#### TO DO
A word-for-word copy of the line containing "Can you spot the black t-shirt" and every following line to the end of the data below is all the answer should hold.
+++
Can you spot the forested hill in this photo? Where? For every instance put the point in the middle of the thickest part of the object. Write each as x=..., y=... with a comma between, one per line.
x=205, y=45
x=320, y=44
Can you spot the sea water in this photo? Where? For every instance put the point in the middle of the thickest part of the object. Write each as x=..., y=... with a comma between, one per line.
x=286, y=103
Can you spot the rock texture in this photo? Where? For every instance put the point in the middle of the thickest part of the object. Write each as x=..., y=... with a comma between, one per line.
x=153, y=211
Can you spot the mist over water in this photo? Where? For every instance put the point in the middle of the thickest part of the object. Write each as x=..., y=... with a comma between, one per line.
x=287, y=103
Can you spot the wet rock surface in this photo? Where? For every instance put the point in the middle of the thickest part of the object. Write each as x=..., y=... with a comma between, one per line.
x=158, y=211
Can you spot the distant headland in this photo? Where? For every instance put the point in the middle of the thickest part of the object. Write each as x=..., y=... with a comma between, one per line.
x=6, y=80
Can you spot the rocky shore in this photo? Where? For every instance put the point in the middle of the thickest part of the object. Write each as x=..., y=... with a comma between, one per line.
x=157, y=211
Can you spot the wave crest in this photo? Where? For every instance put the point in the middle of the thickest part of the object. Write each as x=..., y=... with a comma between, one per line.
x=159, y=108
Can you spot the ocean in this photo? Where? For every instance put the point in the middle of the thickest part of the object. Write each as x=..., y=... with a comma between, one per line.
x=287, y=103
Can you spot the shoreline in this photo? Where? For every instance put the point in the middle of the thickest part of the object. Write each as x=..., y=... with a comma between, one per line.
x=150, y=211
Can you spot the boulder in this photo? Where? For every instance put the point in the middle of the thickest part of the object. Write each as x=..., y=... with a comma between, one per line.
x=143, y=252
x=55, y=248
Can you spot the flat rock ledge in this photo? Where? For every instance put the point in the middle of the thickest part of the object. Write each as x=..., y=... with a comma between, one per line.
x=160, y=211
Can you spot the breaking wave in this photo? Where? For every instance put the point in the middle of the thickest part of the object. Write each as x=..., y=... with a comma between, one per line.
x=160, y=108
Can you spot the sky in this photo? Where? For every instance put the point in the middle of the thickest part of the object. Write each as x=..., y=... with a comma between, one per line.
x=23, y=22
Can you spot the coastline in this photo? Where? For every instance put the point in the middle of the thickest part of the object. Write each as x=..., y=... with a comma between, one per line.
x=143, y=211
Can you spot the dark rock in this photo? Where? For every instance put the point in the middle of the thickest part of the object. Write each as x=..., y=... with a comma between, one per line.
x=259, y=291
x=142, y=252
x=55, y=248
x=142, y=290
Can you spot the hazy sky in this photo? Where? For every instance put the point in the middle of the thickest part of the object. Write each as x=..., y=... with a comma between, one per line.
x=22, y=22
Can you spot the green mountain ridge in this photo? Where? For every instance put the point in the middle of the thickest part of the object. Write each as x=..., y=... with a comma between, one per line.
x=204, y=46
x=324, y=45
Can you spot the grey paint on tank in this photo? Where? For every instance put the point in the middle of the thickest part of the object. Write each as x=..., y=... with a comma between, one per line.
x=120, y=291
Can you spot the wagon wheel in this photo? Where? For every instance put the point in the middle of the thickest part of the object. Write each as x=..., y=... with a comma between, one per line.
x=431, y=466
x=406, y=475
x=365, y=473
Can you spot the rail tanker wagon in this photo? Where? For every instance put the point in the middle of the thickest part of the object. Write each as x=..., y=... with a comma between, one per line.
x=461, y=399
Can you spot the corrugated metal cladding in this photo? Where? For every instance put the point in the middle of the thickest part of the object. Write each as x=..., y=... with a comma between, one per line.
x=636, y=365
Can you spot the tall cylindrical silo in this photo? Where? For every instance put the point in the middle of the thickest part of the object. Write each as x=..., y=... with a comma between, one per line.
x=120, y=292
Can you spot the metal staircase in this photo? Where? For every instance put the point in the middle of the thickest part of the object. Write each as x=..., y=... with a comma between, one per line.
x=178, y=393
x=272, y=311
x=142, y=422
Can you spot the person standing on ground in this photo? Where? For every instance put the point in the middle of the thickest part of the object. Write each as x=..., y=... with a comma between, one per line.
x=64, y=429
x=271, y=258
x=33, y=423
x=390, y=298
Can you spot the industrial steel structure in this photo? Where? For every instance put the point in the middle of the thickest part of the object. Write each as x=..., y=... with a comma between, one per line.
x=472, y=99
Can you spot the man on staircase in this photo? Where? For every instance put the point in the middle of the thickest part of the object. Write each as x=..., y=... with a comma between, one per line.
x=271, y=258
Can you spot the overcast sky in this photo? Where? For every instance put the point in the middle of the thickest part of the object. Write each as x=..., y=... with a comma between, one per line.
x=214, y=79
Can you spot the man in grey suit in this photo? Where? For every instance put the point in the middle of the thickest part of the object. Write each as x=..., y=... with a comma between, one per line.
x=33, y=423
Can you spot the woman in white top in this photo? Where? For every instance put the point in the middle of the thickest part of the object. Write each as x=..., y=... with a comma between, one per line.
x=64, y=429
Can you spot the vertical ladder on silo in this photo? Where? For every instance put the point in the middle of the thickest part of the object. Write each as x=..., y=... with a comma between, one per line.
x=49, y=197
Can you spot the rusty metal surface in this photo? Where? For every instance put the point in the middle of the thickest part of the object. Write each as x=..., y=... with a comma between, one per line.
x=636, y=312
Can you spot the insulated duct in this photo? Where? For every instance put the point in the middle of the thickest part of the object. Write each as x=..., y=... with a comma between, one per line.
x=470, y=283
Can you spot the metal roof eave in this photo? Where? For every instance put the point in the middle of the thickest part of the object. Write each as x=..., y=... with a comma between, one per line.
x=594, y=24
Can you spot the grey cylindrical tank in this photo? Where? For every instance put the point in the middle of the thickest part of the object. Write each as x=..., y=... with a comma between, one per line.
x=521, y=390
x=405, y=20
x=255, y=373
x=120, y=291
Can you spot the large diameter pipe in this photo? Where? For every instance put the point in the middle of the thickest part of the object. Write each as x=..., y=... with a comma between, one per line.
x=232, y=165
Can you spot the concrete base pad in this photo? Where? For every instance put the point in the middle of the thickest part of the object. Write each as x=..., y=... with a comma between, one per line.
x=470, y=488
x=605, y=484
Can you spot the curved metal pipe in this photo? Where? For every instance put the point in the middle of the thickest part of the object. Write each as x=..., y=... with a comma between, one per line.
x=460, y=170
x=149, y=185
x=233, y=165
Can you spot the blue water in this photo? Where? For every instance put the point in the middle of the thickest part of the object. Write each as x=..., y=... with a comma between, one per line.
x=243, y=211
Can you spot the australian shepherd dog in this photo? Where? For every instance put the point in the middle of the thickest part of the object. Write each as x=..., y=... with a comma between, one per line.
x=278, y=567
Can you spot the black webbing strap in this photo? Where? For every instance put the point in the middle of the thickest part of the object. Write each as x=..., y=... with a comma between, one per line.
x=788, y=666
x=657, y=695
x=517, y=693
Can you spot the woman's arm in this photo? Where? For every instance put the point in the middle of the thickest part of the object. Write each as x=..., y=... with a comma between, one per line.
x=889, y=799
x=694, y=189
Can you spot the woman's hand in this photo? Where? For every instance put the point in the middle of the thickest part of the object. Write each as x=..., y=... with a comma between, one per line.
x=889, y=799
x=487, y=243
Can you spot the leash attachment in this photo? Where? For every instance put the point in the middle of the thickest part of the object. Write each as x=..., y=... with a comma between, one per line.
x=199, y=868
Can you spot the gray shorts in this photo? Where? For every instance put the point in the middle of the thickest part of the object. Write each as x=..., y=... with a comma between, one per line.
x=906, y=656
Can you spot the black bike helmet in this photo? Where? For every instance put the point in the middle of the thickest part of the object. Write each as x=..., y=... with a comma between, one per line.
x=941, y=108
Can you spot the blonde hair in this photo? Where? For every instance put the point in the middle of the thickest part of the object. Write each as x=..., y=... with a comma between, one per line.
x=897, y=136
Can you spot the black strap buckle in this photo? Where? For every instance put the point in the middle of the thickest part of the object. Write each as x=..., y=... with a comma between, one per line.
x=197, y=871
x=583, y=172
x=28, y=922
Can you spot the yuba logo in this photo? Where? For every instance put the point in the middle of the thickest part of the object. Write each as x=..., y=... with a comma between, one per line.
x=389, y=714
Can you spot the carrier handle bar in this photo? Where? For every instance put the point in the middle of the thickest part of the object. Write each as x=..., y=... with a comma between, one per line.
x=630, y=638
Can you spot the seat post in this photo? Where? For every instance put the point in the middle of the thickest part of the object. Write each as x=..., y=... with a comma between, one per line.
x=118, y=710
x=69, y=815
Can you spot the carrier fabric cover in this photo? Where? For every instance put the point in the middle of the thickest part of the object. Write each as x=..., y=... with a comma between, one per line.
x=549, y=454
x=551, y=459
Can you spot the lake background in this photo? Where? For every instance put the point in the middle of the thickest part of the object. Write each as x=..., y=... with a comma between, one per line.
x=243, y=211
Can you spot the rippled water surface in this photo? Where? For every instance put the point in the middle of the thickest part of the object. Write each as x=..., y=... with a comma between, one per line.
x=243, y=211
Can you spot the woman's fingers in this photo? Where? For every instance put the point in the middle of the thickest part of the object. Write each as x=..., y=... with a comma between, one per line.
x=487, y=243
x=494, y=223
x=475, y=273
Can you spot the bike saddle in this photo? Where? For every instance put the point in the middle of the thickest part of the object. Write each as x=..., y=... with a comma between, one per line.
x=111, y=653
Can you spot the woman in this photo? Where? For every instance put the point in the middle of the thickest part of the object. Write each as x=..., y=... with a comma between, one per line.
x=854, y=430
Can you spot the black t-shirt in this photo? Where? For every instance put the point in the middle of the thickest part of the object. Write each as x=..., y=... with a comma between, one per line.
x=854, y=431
+++
#### TASK RESULT
Can you spot the black t-shirt in this photo? Where? For every instance put the point in the middle of the thickest part of the object. Write each as x=..., y=... with a comma between, one per line.
x=854, y=431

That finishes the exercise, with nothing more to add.